Customer will (a) inform Authorized Users of all Customer policies and practices that are relevant to their use of the Services, including the use of any Avatars, and of any settings that may impact the processing of Customer Data; and (b) ensure the transfer and processing of Customer Data under the Contract is lawful. 

Ordering Subscriptions 

Subscriptions allow Customer and its Authorized Users to access the Services and to create, edit and generate videos. A subscription is required for each individual and may be procured through the Services interface, or in some cases, via an order form entered into between Customer and us (each, an “Order Form”). Please see the AVA Product Page for more information on how to procure subscriptions, and how the types of subscriptions are categorized. Subscriptions commence when we make them available to Customer and continue for the term specified in the Services “check-out” interface or in the Order Form, as applicable. 

Purchasing Decisions 

 We may share information about our future product plans because we like transparency. Our public statements about those product plans are an expression of intent, but do not rely on them when making a purchase. If Customer decides to buy our Services, that decision should be based on the functionality, features, and chart templates we have made available today and not on the delivery of any future functionality, features, or chart templates.
----------
[WRITTEN PROBLEM]: Write the next part of the service terms excerpt, picking up right after its final sentence.
----------
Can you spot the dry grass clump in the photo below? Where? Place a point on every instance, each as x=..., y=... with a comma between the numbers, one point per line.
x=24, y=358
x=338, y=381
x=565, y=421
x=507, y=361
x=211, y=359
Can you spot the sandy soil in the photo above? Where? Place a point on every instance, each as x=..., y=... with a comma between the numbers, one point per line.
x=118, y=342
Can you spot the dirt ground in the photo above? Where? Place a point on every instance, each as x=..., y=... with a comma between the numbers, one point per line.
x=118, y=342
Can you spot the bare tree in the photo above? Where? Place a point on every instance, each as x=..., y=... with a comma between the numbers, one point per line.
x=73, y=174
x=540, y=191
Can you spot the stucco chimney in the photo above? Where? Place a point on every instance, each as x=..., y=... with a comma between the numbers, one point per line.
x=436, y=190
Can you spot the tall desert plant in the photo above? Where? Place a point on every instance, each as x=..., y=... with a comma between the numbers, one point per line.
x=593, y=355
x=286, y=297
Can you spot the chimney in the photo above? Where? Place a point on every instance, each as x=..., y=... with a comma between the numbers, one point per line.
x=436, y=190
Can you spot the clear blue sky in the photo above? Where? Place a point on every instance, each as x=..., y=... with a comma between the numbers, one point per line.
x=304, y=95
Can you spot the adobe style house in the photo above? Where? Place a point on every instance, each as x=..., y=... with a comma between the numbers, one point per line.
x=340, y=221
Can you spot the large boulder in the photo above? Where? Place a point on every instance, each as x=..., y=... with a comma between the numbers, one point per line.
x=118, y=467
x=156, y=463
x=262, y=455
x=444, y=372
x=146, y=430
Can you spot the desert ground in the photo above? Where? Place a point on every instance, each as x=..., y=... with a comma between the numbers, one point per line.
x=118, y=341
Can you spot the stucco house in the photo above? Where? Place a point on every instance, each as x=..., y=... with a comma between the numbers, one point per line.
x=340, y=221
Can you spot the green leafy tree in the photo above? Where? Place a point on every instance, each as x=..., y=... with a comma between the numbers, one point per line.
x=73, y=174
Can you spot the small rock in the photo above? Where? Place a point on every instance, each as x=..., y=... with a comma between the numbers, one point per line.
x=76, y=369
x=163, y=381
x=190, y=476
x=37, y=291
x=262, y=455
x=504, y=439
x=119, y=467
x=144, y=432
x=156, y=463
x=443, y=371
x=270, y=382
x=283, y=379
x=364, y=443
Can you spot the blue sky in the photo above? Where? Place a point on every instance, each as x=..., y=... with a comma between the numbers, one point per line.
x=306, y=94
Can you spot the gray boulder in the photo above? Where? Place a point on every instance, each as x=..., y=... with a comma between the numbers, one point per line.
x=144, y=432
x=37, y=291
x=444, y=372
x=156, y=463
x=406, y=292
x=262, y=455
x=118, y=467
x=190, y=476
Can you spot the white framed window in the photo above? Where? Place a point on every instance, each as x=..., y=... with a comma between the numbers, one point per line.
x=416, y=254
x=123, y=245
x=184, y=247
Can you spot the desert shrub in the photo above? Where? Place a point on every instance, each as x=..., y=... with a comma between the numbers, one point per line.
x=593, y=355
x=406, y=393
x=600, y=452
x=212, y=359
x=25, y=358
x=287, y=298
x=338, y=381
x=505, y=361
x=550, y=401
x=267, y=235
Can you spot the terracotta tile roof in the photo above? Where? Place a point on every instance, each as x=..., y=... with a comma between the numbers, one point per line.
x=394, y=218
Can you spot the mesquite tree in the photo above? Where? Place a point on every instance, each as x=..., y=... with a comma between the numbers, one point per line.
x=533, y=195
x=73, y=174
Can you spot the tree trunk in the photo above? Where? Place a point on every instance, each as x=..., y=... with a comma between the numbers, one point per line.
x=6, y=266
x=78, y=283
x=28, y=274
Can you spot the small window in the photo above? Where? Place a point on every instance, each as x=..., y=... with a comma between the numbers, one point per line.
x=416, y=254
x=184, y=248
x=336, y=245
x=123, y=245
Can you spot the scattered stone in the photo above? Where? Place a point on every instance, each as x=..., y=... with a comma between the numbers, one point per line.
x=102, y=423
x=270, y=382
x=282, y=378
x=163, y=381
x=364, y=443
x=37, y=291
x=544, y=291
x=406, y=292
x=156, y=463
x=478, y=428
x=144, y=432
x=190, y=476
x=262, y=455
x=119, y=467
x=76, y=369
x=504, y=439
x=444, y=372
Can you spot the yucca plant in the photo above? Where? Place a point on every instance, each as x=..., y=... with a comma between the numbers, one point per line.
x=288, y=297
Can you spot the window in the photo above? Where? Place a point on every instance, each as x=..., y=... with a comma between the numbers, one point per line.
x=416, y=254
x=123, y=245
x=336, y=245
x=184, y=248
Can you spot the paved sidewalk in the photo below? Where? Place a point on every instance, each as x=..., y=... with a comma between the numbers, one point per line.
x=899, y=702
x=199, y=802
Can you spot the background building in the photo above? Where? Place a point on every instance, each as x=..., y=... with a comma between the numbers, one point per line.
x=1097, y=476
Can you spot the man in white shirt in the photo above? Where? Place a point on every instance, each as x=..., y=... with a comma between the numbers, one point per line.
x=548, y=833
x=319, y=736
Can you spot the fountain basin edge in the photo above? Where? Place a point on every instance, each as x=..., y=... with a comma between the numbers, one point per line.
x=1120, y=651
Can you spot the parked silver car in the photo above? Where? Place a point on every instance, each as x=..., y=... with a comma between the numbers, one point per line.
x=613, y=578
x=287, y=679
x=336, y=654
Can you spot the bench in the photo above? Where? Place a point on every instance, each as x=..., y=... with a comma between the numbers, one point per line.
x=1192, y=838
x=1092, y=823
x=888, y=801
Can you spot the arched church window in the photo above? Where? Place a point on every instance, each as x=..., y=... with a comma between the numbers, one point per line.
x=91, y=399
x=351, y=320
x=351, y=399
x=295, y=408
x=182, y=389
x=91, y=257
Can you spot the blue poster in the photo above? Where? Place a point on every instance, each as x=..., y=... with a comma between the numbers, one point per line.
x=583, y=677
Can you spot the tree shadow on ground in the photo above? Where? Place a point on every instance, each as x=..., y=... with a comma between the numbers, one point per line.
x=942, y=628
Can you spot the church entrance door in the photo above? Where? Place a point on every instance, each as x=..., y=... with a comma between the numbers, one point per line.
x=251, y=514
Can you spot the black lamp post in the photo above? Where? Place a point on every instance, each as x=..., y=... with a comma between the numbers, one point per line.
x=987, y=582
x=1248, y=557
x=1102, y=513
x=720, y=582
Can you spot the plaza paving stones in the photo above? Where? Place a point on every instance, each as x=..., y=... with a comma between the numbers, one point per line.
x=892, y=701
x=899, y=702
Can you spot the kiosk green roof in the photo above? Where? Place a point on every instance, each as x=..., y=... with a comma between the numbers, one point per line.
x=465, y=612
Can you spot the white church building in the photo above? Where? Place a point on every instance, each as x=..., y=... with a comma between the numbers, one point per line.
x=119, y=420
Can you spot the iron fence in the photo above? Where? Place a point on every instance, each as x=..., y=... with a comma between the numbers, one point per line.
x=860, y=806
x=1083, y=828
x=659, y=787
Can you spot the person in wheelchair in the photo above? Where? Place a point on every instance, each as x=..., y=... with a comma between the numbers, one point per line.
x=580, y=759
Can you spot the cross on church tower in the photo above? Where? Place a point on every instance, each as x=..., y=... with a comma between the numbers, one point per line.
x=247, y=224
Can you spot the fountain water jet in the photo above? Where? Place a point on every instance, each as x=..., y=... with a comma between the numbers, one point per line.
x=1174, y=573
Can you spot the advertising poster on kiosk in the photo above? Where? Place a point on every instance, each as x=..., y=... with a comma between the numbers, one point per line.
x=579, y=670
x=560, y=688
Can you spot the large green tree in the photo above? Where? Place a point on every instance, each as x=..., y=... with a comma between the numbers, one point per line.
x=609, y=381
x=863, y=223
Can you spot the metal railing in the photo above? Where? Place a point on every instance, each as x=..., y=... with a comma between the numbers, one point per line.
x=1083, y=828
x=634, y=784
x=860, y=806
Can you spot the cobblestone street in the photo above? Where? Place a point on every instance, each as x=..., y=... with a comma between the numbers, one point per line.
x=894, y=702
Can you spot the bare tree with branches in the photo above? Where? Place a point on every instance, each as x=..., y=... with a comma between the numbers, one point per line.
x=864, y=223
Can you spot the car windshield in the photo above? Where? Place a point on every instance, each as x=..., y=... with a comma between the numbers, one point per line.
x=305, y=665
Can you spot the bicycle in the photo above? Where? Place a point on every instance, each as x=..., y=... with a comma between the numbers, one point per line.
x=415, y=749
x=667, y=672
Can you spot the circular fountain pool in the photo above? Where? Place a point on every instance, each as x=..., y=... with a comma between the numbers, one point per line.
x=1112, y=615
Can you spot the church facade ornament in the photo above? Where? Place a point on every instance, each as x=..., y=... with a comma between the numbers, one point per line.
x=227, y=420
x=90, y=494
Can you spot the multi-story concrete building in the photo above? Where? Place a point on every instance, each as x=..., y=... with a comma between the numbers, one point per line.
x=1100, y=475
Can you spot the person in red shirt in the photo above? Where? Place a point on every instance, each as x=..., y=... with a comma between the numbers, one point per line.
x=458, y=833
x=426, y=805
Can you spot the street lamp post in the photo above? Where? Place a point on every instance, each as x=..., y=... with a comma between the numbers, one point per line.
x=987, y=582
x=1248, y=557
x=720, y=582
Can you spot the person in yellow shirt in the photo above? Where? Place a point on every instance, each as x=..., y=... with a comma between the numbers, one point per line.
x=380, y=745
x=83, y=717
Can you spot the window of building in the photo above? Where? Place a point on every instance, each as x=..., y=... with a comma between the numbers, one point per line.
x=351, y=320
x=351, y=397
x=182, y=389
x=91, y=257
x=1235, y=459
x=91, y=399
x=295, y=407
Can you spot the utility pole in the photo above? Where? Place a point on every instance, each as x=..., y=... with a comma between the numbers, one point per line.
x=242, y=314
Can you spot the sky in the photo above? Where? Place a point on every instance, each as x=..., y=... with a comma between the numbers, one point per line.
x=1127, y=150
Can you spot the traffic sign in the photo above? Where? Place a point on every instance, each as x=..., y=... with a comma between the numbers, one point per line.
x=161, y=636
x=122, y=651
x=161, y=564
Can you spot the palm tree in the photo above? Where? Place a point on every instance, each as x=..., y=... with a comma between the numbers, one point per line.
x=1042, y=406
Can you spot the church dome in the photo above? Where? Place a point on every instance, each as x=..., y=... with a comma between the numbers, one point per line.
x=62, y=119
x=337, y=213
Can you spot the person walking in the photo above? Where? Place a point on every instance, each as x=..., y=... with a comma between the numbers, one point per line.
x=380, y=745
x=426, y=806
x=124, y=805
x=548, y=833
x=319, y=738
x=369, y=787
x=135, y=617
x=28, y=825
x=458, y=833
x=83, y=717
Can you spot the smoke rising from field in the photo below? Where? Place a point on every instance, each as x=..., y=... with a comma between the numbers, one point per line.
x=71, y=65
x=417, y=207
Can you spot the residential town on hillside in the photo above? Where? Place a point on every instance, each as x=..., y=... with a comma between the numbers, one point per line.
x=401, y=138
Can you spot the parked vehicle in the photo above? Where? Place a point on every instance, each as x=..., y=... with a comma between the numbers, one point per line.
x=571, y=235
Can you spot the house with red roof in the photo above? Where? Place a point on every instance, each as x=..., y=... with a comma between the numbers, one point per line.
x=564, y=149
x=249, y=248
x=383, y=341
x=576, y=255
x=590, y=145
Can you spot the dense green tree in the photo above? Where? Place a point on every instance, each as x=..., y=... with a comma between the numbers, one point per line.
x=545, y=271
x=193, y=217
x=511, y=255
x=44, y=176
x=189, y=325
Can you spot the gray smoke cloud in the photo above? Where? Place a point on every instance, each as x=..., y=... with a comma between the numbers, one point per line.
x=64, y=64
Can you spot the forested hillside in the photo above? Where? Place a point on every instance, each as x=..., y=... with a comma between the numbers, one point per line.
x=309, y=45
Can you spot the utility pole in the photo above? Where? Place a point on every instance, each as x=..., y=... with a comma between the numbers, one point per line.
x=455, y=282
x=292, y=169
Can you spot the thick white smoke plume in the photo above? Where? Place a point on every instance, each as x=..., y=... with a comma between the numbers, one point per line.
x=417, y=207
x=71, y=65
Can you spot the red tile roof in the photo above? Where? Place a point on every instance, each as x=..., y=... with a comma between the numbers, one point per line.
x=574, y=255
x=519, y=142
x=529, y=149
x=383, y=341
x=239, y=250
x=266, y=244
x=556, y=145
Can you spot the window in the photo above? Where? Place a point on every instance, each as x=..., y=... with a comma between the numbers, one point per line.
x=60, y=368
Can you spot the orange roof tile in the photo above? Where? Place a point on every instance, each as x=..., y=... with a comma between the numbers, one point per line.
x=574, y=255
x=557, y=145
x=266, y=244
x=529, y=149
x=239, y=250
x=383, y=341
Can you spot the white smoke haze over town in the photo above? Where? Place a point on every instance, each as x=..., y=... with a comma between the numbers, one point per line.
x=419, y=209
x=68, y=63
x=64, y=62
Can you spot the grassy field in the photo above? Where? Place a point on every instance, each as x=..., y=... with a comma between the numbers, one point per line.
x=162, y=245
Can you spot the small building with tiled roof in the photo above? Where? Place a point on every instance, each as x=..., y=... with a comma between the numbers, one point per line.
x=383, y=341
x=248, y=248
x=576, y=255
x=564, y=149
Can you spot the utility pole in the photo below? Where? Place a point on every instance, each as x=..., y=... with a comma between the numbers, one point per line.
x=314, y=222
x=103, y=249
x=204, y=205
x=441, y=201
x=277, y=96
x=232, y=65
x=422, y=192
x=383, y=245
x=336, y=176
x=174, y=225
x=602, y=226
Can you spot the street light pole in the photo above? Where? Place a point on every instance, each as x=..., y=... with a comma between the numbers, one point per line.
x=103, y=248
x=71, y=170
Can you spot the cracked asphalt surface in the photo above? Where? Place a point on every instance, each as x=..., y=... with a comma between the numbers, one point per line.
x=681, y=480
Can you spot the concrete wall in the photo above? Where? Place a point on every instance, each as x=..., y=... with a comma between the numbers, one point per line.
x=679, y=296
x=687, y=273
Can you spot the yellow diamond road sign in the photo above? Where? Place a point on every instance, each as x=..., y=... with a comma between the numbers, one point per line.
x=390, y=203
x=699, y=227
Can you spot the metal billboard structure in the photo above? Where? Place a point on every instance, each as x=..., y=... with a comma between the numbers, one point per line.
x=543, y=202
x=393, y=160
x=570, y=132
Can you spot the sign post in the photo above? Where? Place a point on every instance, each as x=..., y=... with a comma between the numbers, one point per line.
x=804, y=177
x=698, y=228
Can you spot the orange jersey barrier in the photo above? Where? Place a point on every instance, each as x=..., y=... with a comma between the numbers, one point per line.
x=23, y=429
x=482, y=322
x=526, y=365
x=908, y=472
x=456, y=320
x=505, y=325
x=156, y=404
----------
[REPLY TO THE EXERCISE]:
Choosing to be a Beta Tester 

Occasionally, we look for beta testers to help us test our new features. These features will be identified as “beta” or “pre-release,” or words or phrases with similar meanings (each, a “Beta Product”). Beta Products may not be ready for prime time, so they are made available “as is,” and any warranties or contractual commitments we make for other Services do not apply. 

Feedback is Welcome 

The more suggestions our customers make, the better our Services become. If Customer sends us any feedback or suggestions regarding the Services, there is a chance we will use it, so Customer grants us (for itself and all of its Authorized Users and other Customer personnel) an unlimited, irrevocable, perpetual, sublicensable, transferable, royalty-free license to use any such feedback or suggestions for any purpose without any obligation or compensation to Customer, any Authorized User or other Customer personnel. If we choose not to implement the suggestion, please don’t take it personally. We appreciate it, nonetheless. 

AVA as a Platform 

The Services are designed to be flexibly configured based on the needs and objectives of each organization. To that end, the Services may enable Customer to access integrations with Customer’s own, or a third party’s, content, databases, resources, applications, artificial intelligence bots or engines and other software components that complement or interoperate with Customer’s use of the Services (each, a “Non-AVA Product”). These are not our products or services, so we do not guarantee or support them, and, ultimately, customer (and not us) will decide whether or not to enable them. Any use of a non-AVA product is solely between customer and the applicable third-party provider. 

Privacy Policy 

Please review our Privacy Policy for more information on how we collect and use data relating to the use and performance of our websites and products.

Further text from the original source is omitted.